**Document extract**
Part 4 of a 4-part series on Affordable Housing
and Development in North Nashville
By Peter White
NASHVILLE, TN — “I deal with probably 90% of the non-profits. They’re all good to work for. I’ve never had problems with any of them,” said Jeff Stromatt.
Stromatt and his crew are putting the finishing touches on a three bedroom two-bath house they started building around Christmas. It has already been sold and the first-time homeowner is anxious to move in. Stromatt been building below-market-rate single-family homes for 20 years.
“I’ve probably done 300,” he says. They raised the roof a bit and put all the HVAC in between the floors instead of the crawl space beneath the house on 11 Avenue N. They used a concrete siding called HardiePlank instead of vinyl. It won’t warp because it’s waterproof. Little touches make the build cost about $110/sq. ft. but the home will get an energy star rating and have lower utility bills.
New Level, the developer, is a Community Development Corporation (CDC) created by the Mount Zion Baptist Church. Kay Bowers is the Executive Director. She says housing costs have two main factors: the price of land and the building costs. If New Level gets a lot from the city that helps keep the price down but they still have to pay to clear the title. Construction costs have steadily risen in Nashville and labor is sometimes scarce.
The house on 11th Ave N is appraised for $300,000 (see photo #1). It will sell for $150,000. Stromatt could be making a lot more. “I enjoy doing this the most to help people get their feet on the ground,” he said.
Stromatt said the way New Level works is the same as the other half dozen non-profit builders in town. “Somebody with 80% of the medium area income will take out a mortgage for $150,000 and there is a second mortgage with Metro for the other $150,000 that is forgiven over 20 years.
“After that the owner can do whatever they want with it,” Stromatt said.
“During the recession and shortly thereafter investors with deep pockets came in and
bought up properties in vulnerable neighborhoods. They just bought them up because they had cash in hand. They are ahead in the game but we are non-profits and we have to raise it,” said Bowers.

**Available data**
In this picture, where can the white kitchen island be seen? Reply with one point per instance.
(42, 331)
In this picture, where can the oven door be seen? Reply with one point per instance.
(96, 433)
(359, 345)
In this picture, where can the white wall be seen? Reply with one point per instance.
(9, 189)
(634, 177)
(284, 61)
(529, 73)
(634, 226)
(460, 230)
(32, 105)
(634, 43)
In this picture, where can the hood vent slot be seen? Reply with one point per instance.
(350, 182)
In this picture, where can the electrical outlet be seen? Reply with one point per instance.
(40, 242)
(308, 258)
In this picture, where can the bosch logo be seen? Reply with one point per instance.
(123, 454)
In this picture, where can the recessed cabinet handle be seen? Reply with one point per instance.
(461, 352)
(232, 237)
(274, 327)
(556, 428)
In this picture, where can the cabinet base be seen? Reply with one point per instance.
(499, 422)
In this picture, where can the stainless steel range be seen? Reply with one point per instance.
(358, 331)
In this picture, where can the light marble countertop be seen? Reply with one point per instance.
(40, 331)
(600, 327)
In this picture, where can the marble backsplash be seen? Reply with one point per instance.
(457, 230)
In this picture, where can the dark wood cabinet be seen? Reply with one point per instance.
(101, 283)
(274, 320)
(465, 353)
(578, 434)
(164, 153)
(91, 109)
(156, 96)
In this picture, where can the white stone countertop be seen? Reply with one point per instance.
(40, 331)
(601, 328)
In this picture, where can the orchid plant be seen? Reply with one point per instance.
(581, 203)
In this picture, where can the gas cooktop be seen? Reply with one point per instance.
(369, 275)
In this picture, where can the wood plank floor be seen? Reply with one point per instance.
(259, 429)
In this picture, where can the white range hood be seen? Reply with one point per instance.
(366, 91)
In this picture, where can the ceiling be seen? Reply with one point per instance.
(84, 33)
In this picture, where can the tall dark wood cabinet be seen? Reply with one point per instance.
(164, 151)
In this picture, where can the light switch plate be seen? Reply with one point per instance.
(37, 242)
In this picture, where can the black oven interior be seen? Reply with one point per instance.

**Problems**
1. From the housing article, reproduce everything from "New Level, the" down to "is sometimes scarce.".
2. Collect each line of the listing that contains the string "hood".

**The solutions**
1.
New Level, the developer, is a Community Development Corporation (CDC) created by the Mount Zion Baptist Church. Kay Bowers is the Executive Director. She says housing costs have two main factors: the price of land and the building costs. If New Level gets a lot from the city that helps keep the price down but they still have to pay to clear the title. Construction costs have steadily risen in Nashville and labor is sometimes scarce.

2.
In this picture, where can the hood vent slot be seen? Reply with one point per instance.
In this picture, where can the white range hood be seen? Reply with one point per instance.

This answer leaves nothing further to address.